*GIVEN PASSAGE*:
Budget Reconciliation, Round Two

After failing to repeal Obamacare using budget reconciliation procedures, GOP congressional leaders will try again, this time with major tax legislation, which President Trump calls a “middle-class miracle,” but critics berate as a tax giveaway to corporations and wealthy Americans.

After failing to repeal Obamacare using budget reconciliation procedures, GOP congressional leaders will try again, this time with major tax legislation, which President Trump calls a “middle-class miracle,” but critics berate as a tax giveaway to corporations and wealthy Americans.

The GOP-controlled Congress is gearing up for another budget reconciliation battle, this time over taxes. The parliamentary scenario is eerily similar to the failed effort to repeal and replace Obamacare.

Like the flawed plans to scrap the Affordable Care Act, Republican congressional leaders are snubbing bipartisan efforts to write a tax plan. Oregon Senator Ron Wyden, the ranking Democrat on the Senate Finance Committee, has worked on bipartisan tax legislation before, but he says he wasn’t consulted on the latest proposal, which President Trump calls a “middle-class miracle,” but critics say gives large tax cuts to corporations and wealthy Americans.

That major tax legislation is attached to budget reconciliation is itself an issue, reflecting GOP unease over the impact of large tax cuts on the federal deficit. Republicans want to make a critical one-word change in budget procedures – from “current law” to “current policy” – that would have the effect of substantially reducing the apparent loss of federal revenue from tax cuts, perhaps by as much as $500 billion. Rep. Richard Neal, the ranking Democrat on the House Ways and Means Committee, criticized the new set of numbers as a “sleight of hand to fool the public.”

Making the deficit impact shrinks is intended to mollify House budget hawks who want to trim federal spending – and who typically refuse to vote to raise the federal debt ceiling, an action that also is pending, but rarely discussed. The budget package approved by a 219-206 vote in the House calls for a $5.8 trillion in spending reductions over the next decade for Medicaid, Medicare, education and national infrastructure.

Trying to pass a tax cut under budget reconciliation procedures is largely a gambit to skirt by the 60-vote cloture rule in the Senate. Under reconciliation, Senate Republicans would only need 50 “yes” votes, plus an “aye” vote by Vice President Pence, to pass the tax cuts. There are only 52 GOP senators, so the margin, as shown by the Obamacare repeal, is tight.

*QUESTIONS*:
1. According to the budget reconciliation article, how many Republican senators are there?
2. Summarize the budget reconciliation article in two sentences.
3. Resume the budget reconciliation article after its final sentence and carry it forward.

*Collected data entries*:
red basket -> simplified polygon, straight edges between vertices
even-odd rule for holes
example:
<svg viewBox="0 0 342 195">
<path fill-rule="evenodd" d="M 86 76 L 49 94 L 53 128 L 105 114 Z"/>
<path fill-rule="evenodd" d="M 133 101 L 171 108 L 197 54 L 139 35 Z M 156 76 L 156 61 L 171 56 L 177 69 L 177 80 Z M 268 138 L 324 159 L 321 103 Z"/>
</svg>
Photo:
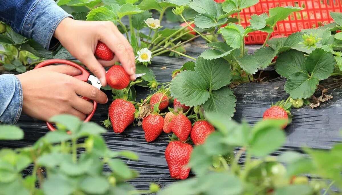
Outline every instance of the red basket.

*ANSWERS TO THE TASKS*:
1. There are 52 Republican senators.

2. After failing to repeal Obamacare through budget reconciliation, Republican congressional leaders are trying the same procedure again with major tax legislation written without bipartisan input, which President Trump calls a "middle-class miracle" but critics call a giveaway to corporations and wealthy Americans. Republicans want to change budget procedures from "current law" to "current policy" to shrink the apparent revenue loss, and they are using reconciliation to pass the cuts with 50 Senate votes plus Vice President Pence's instead of meeting the 60-vote cloture rule.

3.
Unlike the effort to repeal Obamacare, Senate Democrats aren’t all in lockstep in opposition to the GOP plan. Three Democrats who face re-election in 2018 have kept their powder dry on tax legislation. Their votes may not be needed to pass the tax cuts, but Republicans are courting them to give their tax legislation the patina of bipartisanship. Trump flew to Indiana to put pressure on Senator Joe Donnelly, promising that “we will campaign against him like you wouldn’t believe” if he didn’t vote for the tax plan.

The battle lines over Obamacare translated more easily into mobilization and messaging – millions of Americans would lose health insurance. Taxation is more abstract. It is harder to get worked up over rich people getting tax breaks than people losing access to health care. Senate Democratic Minority Leader Chuck Schumer’s opening salvo – calling the GOP tax plan “wealth-fare” – hasn’t caught on.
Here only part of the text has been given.